▸ Exercise requirements:
Return each of the following lines word for word, with nothing changed.

▸ Source records:
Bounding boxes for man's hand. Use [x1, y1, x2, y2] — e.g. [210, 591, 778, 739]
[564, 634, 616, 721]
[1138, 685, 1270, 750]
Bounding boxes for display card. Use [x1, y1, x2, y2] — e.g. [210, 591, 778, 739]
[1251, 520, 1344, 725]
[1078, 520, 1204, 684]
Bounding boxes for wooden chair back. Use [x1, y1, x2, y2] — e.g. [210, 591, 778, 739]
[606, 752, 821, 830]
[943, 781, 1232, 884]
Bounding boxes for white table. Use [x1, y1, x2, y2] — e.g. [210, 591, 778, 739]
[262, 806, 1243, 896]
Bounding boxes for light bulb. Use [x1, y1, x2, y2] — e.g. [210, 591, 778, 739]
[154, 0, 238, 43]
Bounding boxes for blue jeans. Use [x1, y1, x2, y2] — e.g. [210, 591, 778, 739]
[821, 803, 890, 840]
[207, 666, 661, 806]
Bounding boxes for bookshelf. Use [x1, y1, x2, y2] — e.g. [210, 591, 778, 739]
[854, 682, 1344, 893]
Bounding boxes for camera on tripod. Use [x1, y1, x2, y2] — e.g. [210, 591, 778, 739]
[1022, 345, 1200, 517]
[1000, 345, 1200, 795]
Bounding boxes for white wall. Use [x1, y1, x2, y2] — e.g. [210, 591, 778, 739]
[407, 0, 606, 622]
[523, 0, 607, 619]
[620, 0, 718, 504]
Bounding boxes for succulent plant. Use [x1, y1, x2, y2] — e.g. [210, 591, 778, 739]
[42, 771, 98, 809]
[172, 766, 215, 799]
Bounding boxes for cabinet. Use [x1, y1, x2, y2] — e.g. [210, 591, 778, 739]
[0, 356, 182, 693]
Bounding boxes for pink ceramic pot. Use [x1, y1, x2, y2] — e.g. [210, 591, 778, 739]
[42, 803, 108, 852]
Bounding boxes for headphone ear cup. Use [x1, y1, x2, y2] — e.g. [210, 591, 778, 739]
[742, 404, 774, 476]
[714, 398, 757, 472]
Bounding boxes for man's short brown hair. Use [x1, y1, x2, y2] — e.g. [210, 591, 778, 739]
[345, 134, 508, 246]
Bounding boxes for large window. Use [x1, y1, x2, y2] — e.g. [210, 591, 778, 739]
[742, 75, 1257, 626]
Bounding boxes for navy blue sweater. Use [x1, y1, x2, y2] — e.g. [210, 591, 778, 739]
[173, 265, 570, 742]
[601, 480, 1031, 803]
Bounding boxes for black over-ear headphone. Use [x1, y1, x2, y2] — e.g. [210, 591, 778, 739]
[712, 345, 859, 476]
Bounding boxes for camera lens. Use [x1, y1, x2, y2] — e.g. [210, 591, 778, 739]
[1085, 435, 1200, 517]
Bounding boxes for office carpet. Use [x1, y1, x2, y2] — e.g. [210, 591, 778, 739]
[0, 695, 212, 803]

▸ Solution below:
Bounding boxes for man's hand. Use [x1, y1, x2, y2] — e.g. [210, 591, 778, 739]
[564, 634, 616, 721]
[1138, 685, 1270, 750]
Bounding boxes for display card. Use [x1, y1, x2, y2] — e.g. [210, 591, 778, 739]
[1251, 520, 1344, 725]
[1078, 520, 1204, 684]
Bounding boxes for wooden chair back. Use [x1, y1, x2, y2] — e.g. [210, 591, 778, 739]
[606, 752, 821, 830]
[943, 781, 1232, 884]
Bounding boxes for white table. Use [x1, y1, x2, y2] — e.g. [210, 591, 778, 739]
[262, 806, 1243, 896]
Bounding boxes for light bulb. Use [x1, y1, x2, y2] — e.g. [210, 591, 778, 739]
[154, 0, 238, 43]
Bounding boxes for blue jeans. Use [x1, y1, x2, y2] — e.g. [210, 591, 778, 739]
[821, 803, 890, 840]
[207, 666, 661, 806]
Bounding boxes for bookshelf. Use [x1, y1, x2, y2] — e.g. [210, 591, 778, 739]
[854, 682, 1344, 893]
Bounding boxes for camera on tripod. Use [x1, y1, x2, y2] — e.g. [210, 591, 778, 739]
[1022, 345, 1200, 517]
[1000, 345, 1200, 795]
Bounding boxes for white wall. Use [x1, y1, x2, y2] — e.g. [210, 591, 778, 739]
[407, 0, 606, 622]
[523, 0, 607, 619]
[620, 0, 718, 504]
Bounding boxes for succulent plant. Use [x1, y1, x2, y2] — e.g. [210, 591, 778, 739]
[42, 771, 98, 809]
[172, 766, 215, 799]
Bounding boxes for cabinet. Use [x1, y1, x2, y2] — e.g. [210, 591, 778, 739]
[0, 356, 182, 693]
Bounding boxes for pink ceramic pot. Use [x1, y1, x2, y2] — e.g. [210, 591, 778, 739]
[42, 803, 108, 852]
Bounding boxes for headphone ear cup. Use [x1, y1, x2, y2] — e.g. [210, 591, 778, 739]
[742, 404, 774, 476]
[714, 398, 757, 472]
Bounding boxes for man's short brown hair. Use [x1, y1, x2, y2] — e.g. [210, 591, 778, 739]
[345, 134, 508, 246]
Bounding boxes for large window. Use [x1, y1, x2, y2] — e.g. [210, 591, 778, 739]
[742, 75, 1257, 626]
Bounding boxes for navy blue sweater. Use [x1, y1, x2, y2] — e.g. [210, 591, 778, 739]
[173, 265, 570, 742]
[601, 480, 1031, 803]
Bounding boxes for black over-ear headphone. Use [x1, y1, x2, y2] — e.g. [210, 591, 778, 739]
[712, 345, 859, 476]
Bounding boxes for camera lens. Use [x1, y1, x2, y2] — e.g. [210, 591, 778, 739]
[1085, 435, 1200, 517]
Bounding boxes for office carpet. Use [x1, y1, x2, y2] — e.g. [210, 591, 778, 739]
[0, 695, 212, 803]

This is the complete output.